─── Selected text
Twisteden

Twisteden

Twisteden is home to 2,568 inhabitants (as of 31.12.2023) on an area of 1,340 ha. The popular farm oasis "Irrland" is located on the outskirts of Twisteden. Irrland is a large family and adventure park that is particularly popular with children and young people, even beyond the borders of Kevelaer. Originally founded in 1999 as a sideline of a farm with a corn maze, the park has expanded over the following years to cover an area of 300,000 m² with many attractions. Twisteden was awarded a gold medal in the 1998 national competition "Our village has a future".

Coat of arms

"Twisteden" actually means "two places" - referring to the two historical settlements of Heuvens and Huxen, from which the present-day village was once formed. From a heraldic point of view, this division into two parts finds its very simple symbolic expression in the mixed up two colors of the coat of arms: nine balls are arranged blue on yellow in the upper field of the coat of arms and yellow on blue in the lower field. The nine balls are the signs of St. Quirinus, the patron saint of Twisteden. Experts have already argued about how the saint came to have these symbols. The current theory is that around 1500, Twisteden belonged to a monastery in Neuss. The Roman tribune and saint Quirinus was venerated there. Carved in stone, he looks down from the town hall there and shows the mysterious nine dots on his lance flag. Twisteden was granted parish rights by this Neuss monastery in 1571, and Quirinus has been the patron saint of the municipality ever since. The town of Neuss is of Roman origin and was called Novesia at the time. And this name gave St. Quirinus his bullets: the Latin word for nine is novem and the first four letters are the same as in the city name Novesia.

History

The megalithic graves found in Twisteden indicate a long history of settlement. The oldest surviving source in which the farming community of Twisteden is mentioned dates back to the late Middle Ages. The Landmeisterrechnung of the Duchy of Geldern from 1342/43, a record of income and expenditure, states that the then Duke Reinald II stayed briefly in Twisteden. In 1342, on the Saturday after Carnival, he stopped off in Twisteden with his cavalcade to have lunch in his carriage. He then gave a total of 12 shillings to poor people with whom he had stabled his horses in gratitude for their hospitality. A drainage ditch "Heerenvoere", today known as the "Spanische Ley" or "Veensche Ley", formed the border between Walbeck and Twisteden even before 1342. Before the French period, the ditch was also the border between the duchies of Geldern and Kleve. According to the records of the surveyor Buyx, there must have been a place of justice with a gallows on this very ditch in the area of the "Wember Dyk", which is also the subject of several legends.

The parish church of St. Quirinus was built in the middle of the village of Twisteden, on Gerberweg, in 1471; a small chapel must have existed there previously. Until the last third of the 16th century, the parish of Twisteden and Kleinkevelaer belonged to the mother parish of Walbeck. In 1667, the church now had 209 people receiving Holy Communion. The "old church" was doubled in size in the first third of the 18th century. In the late summer of 1763, nine of the 52 farms in Twisteden burned down, presumably due to spontaneous combustion.

In the 19th century, the demand for coal grew steadily and large-scale mining began in the Ruhr region. At the turn of the century, so-called exploratory drillings or exploratory boreholes were also made in Twisteden, which even struck hard coal. However, the project was not carried out because the cost of mining the coal was too high. On the other hand, the mining and smelting of turf iron ore in the quarries around Twisteden continued from the Iron Age until the 19th century. The wooden trestle windmill erected at the beginning of the 19th century burned down in 1860 and was replaced by a massive stone windmill, the "van den Braaksche Windmühle". In the second decade of the 20th century, a new church was built on the Dorfstraße for the now rapidly growing community of Twisteden - according to a 1919 census, 115 houses were inhabited - and was consecrated in 1925. The previous church now serves as a cemetery chapel.

The municipality of Twisteden (Amt Kevelaer), which had been independent since the founding of the district of Geldern (1816), was incorporated into the town of Kevelaer in 1969. Twisteden won the federal gold plaque in the national competition "Our village should become more beautiful", now renamed "Our village has a future", in 1998.
──────
─── Data
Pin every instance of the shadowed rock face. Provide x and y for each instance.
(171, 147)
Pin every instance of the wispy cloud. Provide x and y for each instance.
──────
Required work |
[a] Answer these questions from the Twisteden text:
(i) In what year was Irrland originally founded?
(ii) What Latin word for nine does the text give?
(iii) In what year was Twisteden incorporated into the town of Kevelaer?
[b] Rewrite the passage of the Twisteden text starting at "The parish church" and ending at "to spontaneous combustion.", substituting "shrine" for "chapel".

List of solutions |
[a]
(i) 1999
(ii) Novem
(iii) 1969

[b]
The parish church of St. Quirinus was built in the middle of the village of Twisteden, on Gerberweg, in 1471; a small shrine must have existed there previously. Until the last third of the 16th century, the parish of Twisteden and Kleinkevelaer belonged to the mother parish of Walbeck. In 1667, the church now had 209 people receiving Holy Communion. The "old church" was doubled in size in the first third of the 18th century. In the late summer of 1763, nine of the 52 farms in Twisteden burned down, presumably due to spontaneous combustion.